Pick up the passage about Leopold's climb to royal power through marriage where it ends, and carry it forward.

---------- Given text ----------

How different, how very, very different, from the home life of his own dear daughter-in-law.
Despite their temperamental differences the father did right by Albert -- and by his other bastards, and even by his legitimate children too. Leopold helped to put Albert next to a throne, if not on it, by his intrigues to match him with Victoria. By the end of the 19th century, other descendants of Leopold occupied the thrones of Belgium, Bulgaria, and Portugal. Today Saxe-Coburgs occupy two royal thrones in Britain and Belgium and one prime ministerial limousine in post-communist Bulgaria. Not a bad record for a penniless princeling from a small German province. How did Leopold do it?
He was a marital entrepreneur. Good-looking, aristocratic, greedy, shrewd, and a second son, Leopold saw that the quickest way to wealth and position would be to marry both. So, after a brief career of social soldiering, first on Napoleon's side and then serving the Russian Tsar, Leopold set out to find "a suitable gel" in postwar London. With the covert assistance of another high-placed mistress (this time the Russian Tsar's sister), he outmaneuvered other suitors to win Princess Charlotte, daughter of Britain's George IV.

---------- Source data ----------

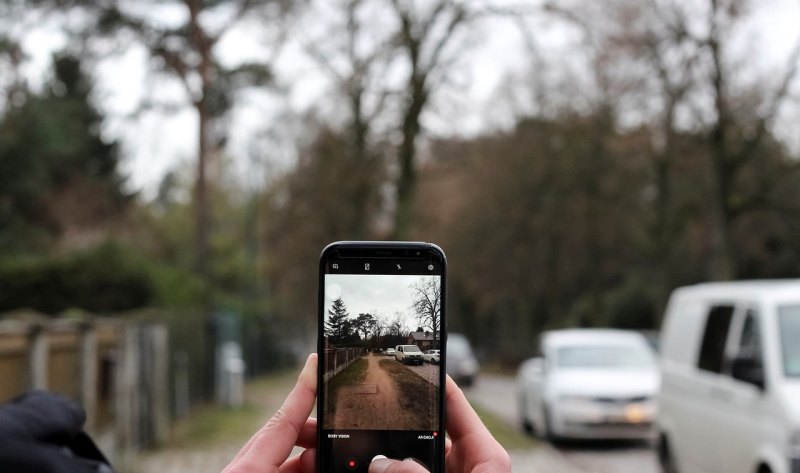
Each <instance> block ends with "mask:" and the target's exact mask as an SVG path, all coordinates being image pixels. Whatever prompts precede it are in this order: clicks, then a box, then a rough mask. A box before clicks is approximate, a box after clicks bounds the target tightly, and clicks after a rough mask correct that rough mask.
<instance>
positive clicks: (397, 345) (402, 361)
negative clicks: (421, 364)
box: [394, 345, 423, 365]
mask: <svg viewBox="0 0 800 473" xmlns="http://www.w3.org/2000/svg"><path fill="white" fill-rule="evenodd" d="M394 359H395V360H397V361H399V362H400V363H403V364H404V365H421V364H422V363H423V359H422V350H420V349H419V347H418V346H416V345H397V346H396V347H394Z"/></svg>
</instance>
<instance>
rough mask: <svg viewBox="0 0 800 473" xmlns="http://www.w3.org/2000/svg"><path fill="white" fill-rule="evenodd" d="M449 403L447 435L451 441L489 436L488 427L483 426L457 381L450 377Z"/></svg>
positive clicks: (447, 426)
mask: <svg viewBox="0 0 800 473" xmlns="http://www.w3.org/2000/svg"><path fill="white" fill-rule="evenodd" d="M445 391H446V400H445V402H446V403H447V435H448V436H450V438H451V440H452V441H453V442H455V443H458V442H459V440H461V438H463V437H465V436H467V435H475V434H480V435H489V436H491V434H490V433H489V431H488V430H487V429H486V426H484V425H483V422H482V421H481V418H480V417H478V414H476V413H475V411H474V410H473V409H472V406H471V405H470V404H469V401H467V398H466V397H465V396H464V392H463V391H461V388H459V387H458V385H456V383H455V381H453V379H452V378H451V377H450V376H449V375H448V376H447V383H446V385H445Z"/></svg>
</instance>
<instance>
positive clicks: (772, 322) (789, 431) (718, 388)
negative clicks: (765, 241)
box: [656, 280, 800, 473]
mask: <svg viewBox="0 0 800 473" xmlns="http://www.w3.org/2000/svg"><path fill="white" fill-rule="evenodd" d="M661 354H662V363H661V373H662V388H661V397H660V402H661V405H660V412H659V415H658V419H657V421H656V428H657V435H658V437H657V439H658V440H657V444H658V457H659V460H660V462H661V464H662V466H663V469H664V471H666V472H678V471H679V472H680V473H692V472H700V471H702V472H706V473H714V472H725V473H765V472H770V473H800V280H794V281H758V282H756V281H751V282H747V281H740V282H720V283H709V284H698V285H696V286H690V287H683V288H679V289H677V290H675V291H674V292H673V293H672V296H671V297H670V300H669V304H668V305H667V310H666V314H665V317H664V322H663V326H662V330H661Z"/></svg>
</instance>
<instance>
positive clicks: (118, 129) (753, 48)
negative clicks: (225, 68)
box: [11, 0, 800, 197]
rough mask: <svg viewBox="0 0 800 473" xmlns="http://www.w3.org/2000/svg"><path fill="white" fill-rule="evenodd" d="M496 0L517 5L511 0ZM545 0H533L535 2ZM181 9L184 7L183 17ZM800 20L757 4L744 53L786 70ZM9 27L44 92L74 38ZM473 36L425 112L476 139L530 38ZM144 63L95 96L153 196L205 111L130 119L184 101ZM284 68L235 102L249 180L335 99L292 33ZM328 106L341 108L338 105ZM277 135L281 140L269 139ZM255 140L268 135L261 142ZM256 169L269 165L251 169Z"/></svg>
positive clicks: (241, 155)
mask: <svg viewBox="0 0 800 473" xmlns="http://www.w3.org/2000/svg"><path fill="white" fill-rule="evenodd" d="M496 1H497V2H498V3H503V2H511V3H514V2H512V1H511V0H496ZM514 1H516V0H514ZM538 1H539V0H530V2H531V4H536V3H538ZM687 1H691V0H687ZM517 3H519V2H517ZM176 11H177V10H176ZM168 13H169V12H168V11H165V12H161V11H159V16H160V18H161V17H169V16H170V15H169V14H168ZM181 14H183V12H182V11H177V13H175V15H181ZM318 18H319V16H315V15H313V14H312V15H308V18H307V21H304V22H303V23H302V25H298V27H297V28H296V29H295V32H300V33H302V31H303V29H306V30H308V28H309V25H312V26H311V28H313V25H314V22H315V21H316V22H319V20H318ZM531 22H532V26H531V28H532V29H533V31H535V32H536V36H537V41H538V42H539V44H540V47H541V48H542V50H543V51H544V52H545V54H547V55H549V56H550V57H552V58H563V57H567V56H568V54H569V52H570V51H571V52H572V53H574V52H575V48H576V44H573V43H574V39H573V40H571V39H570V35H569V33H568V32H565V28H564V27H563V25H561V26H559V24H558V23H555V22H552V21H550V22H543V21H541V20H540V19H539V20H537V19H532V20H531ZM798 24H800V2H798V1H797V0H761V1H756V2H753V11H752V16H751V22H750V24H749V25H748V26H747V27H745V28H743V29H742V32H741V34H740V37H739V38H738V39H739V42H740V43H742V45H743V46H742V48H745V49H748V50H749V51H748V53H749V54H747V55H746V57H747V61H748V64H752V65H754V66H755V67H756V68H757V69H761V70H765V71H769V70H774V68H776V67H783V66H785V59H786V57H787V56H788V53H789V49H790V48H791V47H792V45H793V44H794V43H795V41H796V38H798V35H799V34H800V28H797V25H798ZM11 26H12V28H16V29H19V28H25V29H26V33H25V41H24V44H23V47H24V49H25V52H26V54H27V55H28V57H29V61H28V62H27V63H26V65H25V67H24V72H25V75H26V76H27V77H28V79H29V82H30V84H31V85H32V86H33V88H34V89H36V87H37V86H40V85H41V84H42V83H43V82H44V77H45V76H46V75H48V74H49V73H50V72H49V71H50V59H51V54H52V52H54V51H57V50H59V49H61V48H63V47H64V45H65V44H66V40H65V38H64V36H63V35H61V34H59V33H58V31H57V28H56V26H55V25H52V24H47V23H43V24H36V25H11ZM259 31H261V34H259ZM475 35H476V43H477V44H476V45H474V46H473V49H472V50H471V51H470V54H469V61H468V63H467V64H466V65H465V67H464V69H463V70H462V71H460V73H458V74H456V75H455V81H456V82H457V83H458V85H459V87H458V88H457V89H454V90H453V91H452V92H451V93H449V94H444V95H437V96H435V97H434V101H433V102H434V103H433V104H432V105H433V107H432V108H431V110H429V111H428V112H427V113H426V114H424V115H423V122H424V123H423V124H424V126H425V129H426V130H428V131H430V132H432V133H434V134H465V135H470V134H474V133H478V132H480V131H482V130H485V129H486V128H496V127H497V126H498V125H502V124H503V123H504V120H505V121H508V120H511V119H512V118H513V117H511V115H510V114H511V111H510V110H508V107H502V106H500V107H498V106H497V105H498V95H499V94H500V90H501V89H502V88H503V81H504V79H505V78H506V77H508V76H509V75H510V74H517V75H524V74H525V72H524V71H525V70H526V68H527V67H528V65H529V63H528V59H527V56H526V54H527V53H526V50H525V46H524V41H523V38H522V36H521V35H520V34H519V32H518V31H517V30H516V29H515V28H514V27H513V26H512V24H511V23H510V22H509V21H506V20H502V19H501V20H494V21H490V22H487V23H486V24H485V25H484V26H483V27H482V28H481V29H480V30H479V31H477V32H475ZM265 44H267V43H266V42H265V41H264V38H263V28H259V29H253V27H252V25H249V26H248V25H247V24H245V25H243V26H242V27H240V28H234V29H232V30H230V32H229V33H227V34H226V35H225V37H224V40H223V41H222V42H221V44H220V45H219V50H218V53H219V57H221V58H223V59H224V60H223V62H226V63H229V64H236V63H238V62H241V61H245V60H251V59H253V57H264V56H265V55H267V54H269V49H268V47H267V46H265ZM573 55H574V54H573ZM557 60H558V59H557ZM146 64H147V55H146V54H145V52H144V50H143V49H142V48H139V47H132V48H131V49H130V50H129V51H128V53H127V54H125V55H122V56H119V57H113V58H109V59H107V60H106V61H104V62H103V64H102V65H101V67H99V69H98V70H97V79H98V83H97V86H96V91H95V92H96V93H95V95H96V98H97V101H98V103H99V105H100V106H101V108H102V110H103V112H104V113H106V114H107V117H108V118H107V121H106V124H105V127H104V134H105V135H106V137H107V138H109V139H119V140H121V141H122V143H123V153H124V158H125V159H124V161H123V167H124V171H125V173H126V174H127V175H128V176H129V185H130V186H131V187H132V188H133V189H135V190H144V191H145V194H144V195H145V196H146V197H152V196H153V195H154V193H155V190H156V189H157V186H158V183H159V181H160V179H161V177H162V176H163V175H164V173H165V172H166V171H168V170H171V169H174V168H175V167H176V166H178V165H180V164H181V163H183V164H184V167H185V168H186V169H187V171H189V172H193V167H192V163H193V162H194V159H195V149H196V143H197V139H196V123H197V117H196V116H195V114H194V113H193V111H192V110H191V109H190V108H188V107H185V108H183V109H182V110H179V111H177V112H175V113H171V114H164V113H159V112H151V113H144V114H140V115H138V116H137V117H136V118H135V119H131V118H130V116H131V114H133V112H134V111H135V110H136V108H137V107H138V105H139V104H140V102H141V100H142V98H143V97H149V98H152V97H153V96H155V97H157V98H160V99H164V98H165V97H166V98H167V99H168V100H171V101H172V102H177V103H180V102H181V101H182V100H183V99H185V97H184V95H185V94H183V92H182V91H181V90H180V87H179V86H178V85H177V83H176V82H175V81H169V80H163V79H154V78H152V77H151V76H149V75H148V73H147V66H146ZM276 73H277V75H278V80H279V81H280V83H281V84H282V85H283V86H287V87H284V88H283V90H281V91H280V93H276V92H272V93H269V92H260V93H251V94H250V95H249V96H247V97H246V98H245V100H244V102H246V106H244V107H239V108H237V109H236V110H235V112H234V113H233V114H232V116H231V130H232V131H231V136H230V138H229V141H228V142H229V148H230V149H229V151H230V152H231V153H232V154H233V155H234V156H235V159H234V163H233V164H234V166H233V168H238V169H239V174H240V175H242V176H246V175H248V174H249V175H251V176H254V175H263V174H266V172H265V171H264V170H263V167H264V166H265V165H269V163H265V162H264V160H267V161H271V162H272V164H271V165H276V164H275V163H279V162H284V163H285V162H286V159H287V156H291V155H292V152H293V151H294V150H293V149H281V144H280V139H279V138H280V137H282V136H286V135H287V133H288V131H289V130H288V127H290V126H291V125H289V124H287V119H286V116H285V114H286V113H287V110H292V111H293V112H295V113H296V114H297V116H298V117H299V116H302V115H303V113H304V111H307V110H308V109H311V108H314V107H315V106H317V104H325V103H328V102H330V100H327V99H326V96H330V87H331V85H330V81H329V80H328V78H327V77H326V75H325V74H324V73H322V72H321V70H320V69H319V66H318V65H315V63H314V62H313V61H311V60H310V59H309V58H308V57H307V55H304V54H303V47H302V45H301V44H299V43H298V41H297V40H296V38H292V39H290V41H289V44H287V45H286V46H285V48H284V49H283V53H282V54H281V55H280V56H279V60H278V62H277V63H276ZM184 102H185V100H184ZM328 105H329V106H330V107H335V106H336V104H335V103H329V104H328ZM783 122H784V123H786V124H787V126H791V128H792V130H791V133H794V130H793V128H794V122H795V120H788V119H785V120H784V121H783ZM270 134H271V135H272V136H273V137H278V138H276V139H273V140H272V141H269V138H268V136H269V135H270ZM794 134H795V135H796V133H794ZM265 136H267V138H264V137H265ZM256 137H260V139H261V141H260V142H258V140H254V138H256ZM790 138H791V137H790ZM265 139H266V141H265ZM794 144H795V145H797V143H794ZM254 145H255V146H257V147H258V148H259V149H260V150H261V157H260V158H259V159H260V160H261V161H258V160H256V158H255V157H254V154H253V153H252V152H250V151H251V150H252V149H254ZM253 166H258V167H260V168H261V169H262V171H260V172H258V173H253V172H249V171H250V170H252V169H253Z"/></svg>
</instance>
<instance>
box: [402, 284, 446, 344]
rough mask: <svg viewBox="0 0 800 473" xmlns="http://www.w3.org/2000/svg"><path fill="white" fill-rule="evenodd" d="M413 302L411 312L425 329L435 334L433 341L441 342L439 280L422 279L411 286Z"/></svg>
mask: <svg viewBox="0 0 800 473" xmlns="http://www.w3.org/2000/svg"><path fill="white" fill-rule="evenodd" d="M409 289H411V294H412V298H413V302H412V303H411V310H413V311H414V314H415V315H416V316H417V321H418V322H419V324H420V326H421V327H423V328H428V329H430V330H431V332H433V339H434V340H439V332H440V330H441V318H442V286H441V284H440V282H439V279H438V278H434V277H430V278H420V279H419V281H417V282H415V283H413V284H411V285H410V286H409Z"/></svg>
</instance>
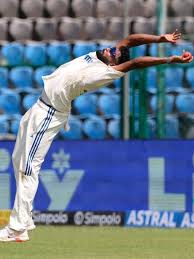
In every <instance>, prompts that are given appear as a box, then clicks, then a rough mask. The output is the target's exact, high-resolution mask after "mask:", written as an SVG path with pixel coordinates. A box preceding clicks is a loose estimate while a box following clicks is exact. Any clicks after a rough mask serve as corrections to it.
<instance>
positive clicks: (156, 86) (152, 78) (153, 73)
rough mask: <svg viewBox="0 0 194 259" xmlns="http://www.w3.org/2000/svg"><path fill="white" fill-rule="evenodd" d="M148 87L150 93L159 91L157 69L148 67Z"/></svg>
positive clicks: (147, 88)
mask: <svg viewBox="0 0 194 259" xmlns="http://www.w3.org/2000/svg"><path fill="white" fill-rule="evenodd" d="M146 89H147V91H148V92H149V93H152V94H154V93H156V91H157V69H156V68H148V69H147V77H146Z"/></svg>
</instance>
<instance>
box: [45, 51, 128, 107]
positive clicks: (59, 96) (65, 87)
mask: <svg viewBox="0 0 194 259" xmlns="http://www.w3.org/2000/svg"><path fill="white" fill-rule="evenodd" d="M124 74H125V73H123V72H120V71H117V70H116V69H114V68H113V67H111V66H108V65H106V64H105V63H103V62H102V61H101V60H99V59H98V58H97V55H96V52H90V53H89V54H87V55H84V56H81V57H79V58H76V59H74V60H72V61H70V62H68V63H65V64H63V65H61V66H60V67H59V68H58V69H56V70H55V71H54V72H53V73H52V74H50V75H47V76H43V81H44V91H45V93H46V96H47V98H48V100H49V102H50V104H51V105H52V106H53V107H54V108H55V109H56V110H58V111H60V112H66V111H67V110H70V109H71V101H72V100H73V99H75V98H76V97H77V96H79V95H81V94H83V93H85V92H88V91H94V90H96V89H97V88H99V87H102V86H105V85H107V84H110V83H112V82H113V81H114V80H115V79H117V78H120V77H122V76H123V75H124Z"/></svg>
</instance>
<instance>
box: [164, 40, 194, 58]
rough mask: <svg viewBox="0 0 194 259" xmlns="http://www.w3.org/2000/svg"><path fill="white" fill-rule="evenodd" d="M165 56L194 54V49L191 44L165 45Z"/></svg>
mask: <svg viewBox="0 0 194 259" xmlns="http://www.w3.org/2000/svg"><path fill="white" fill-rule="evenodd" d="M166 46H167V48H166V54H167V56H173V55H175V56H180V55H182V53H183V51H184V50H186V51H189V52H191V53H192V54H194V47H193V44H192V42H182V43H180V44H173V45H172V44H167V45H166Z"/></svg>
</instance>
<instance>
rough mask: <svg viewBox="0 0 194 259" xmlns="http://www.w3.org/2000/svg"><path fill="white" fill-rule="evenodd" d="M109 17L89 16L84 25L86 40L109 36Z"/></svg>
mask: <svg viewBox="0 0 194 259" xmlns="http://www.w3.org/2000/svg"><path fill="white" fill-rule="evenodd" d="M107 26H108V24H107V19H106V18H105V19H103V18H99V19H96V18H94V17H88V18H87V19H86V21H85V25H84V39H85V40H99V39H105V38H106V36H107Z"/></svg>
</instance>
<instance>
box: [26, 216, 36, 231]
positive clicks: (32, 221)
mask: <svg viewBox="0 0 194 259" xmlns="http://www.w3.org/2000/svg"><path fill="white" fill-rule="evenodd" d="M35 228H36V225H35V224H34V221H33V219H32V218H30V219H29V220H28V226H27V230H29V231H31V230H34V229H35Z"/></svg>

----------

*Response area*:
Charlotte was very suitable indeed. Their marriage gave Leopold British nationality, the rank of Field-Marshal, a lifetime annual stipend of 50,000 pounds ($6.25 million in today's money), and various grand houses in London and Europe. There was a bonus too -- Leopold liked Charlotte. They were happy. He was in line to exercise the power of the boudoir over the world's dominant power. All was set fair.
Then he suffered one of the few blows in a charmed life. Charlotte died giving birth to a still-born child. Leopold was briefly sad but permanently rich. He had the lifetime British pension which he had invested well. Money, however, was not enough. He wanted to own a country too -- thus outranking his brother, Duke Ernst, as well as cuckolding him. With the help of British ministers who hoped to offload this financial liability onto some other polity, he contrived to be offered the Kingdom of Greece. Then he had second thoughts -- Greece was far away and unstable -- and turned it down.
He had taken a right royal risk. One year later, however, events justified him. French-speaking Catholic rebels in the southern Netherlands rose up against the Protestant House of Orange in an attempt to unite their provinces with France. London could not allow Paris to extend its territory so far up the English Channel. The diplomatic compromise eventually reached was to create a new country, Belgium; to give it to Leopold; and to guarantee its borders by an international treaty.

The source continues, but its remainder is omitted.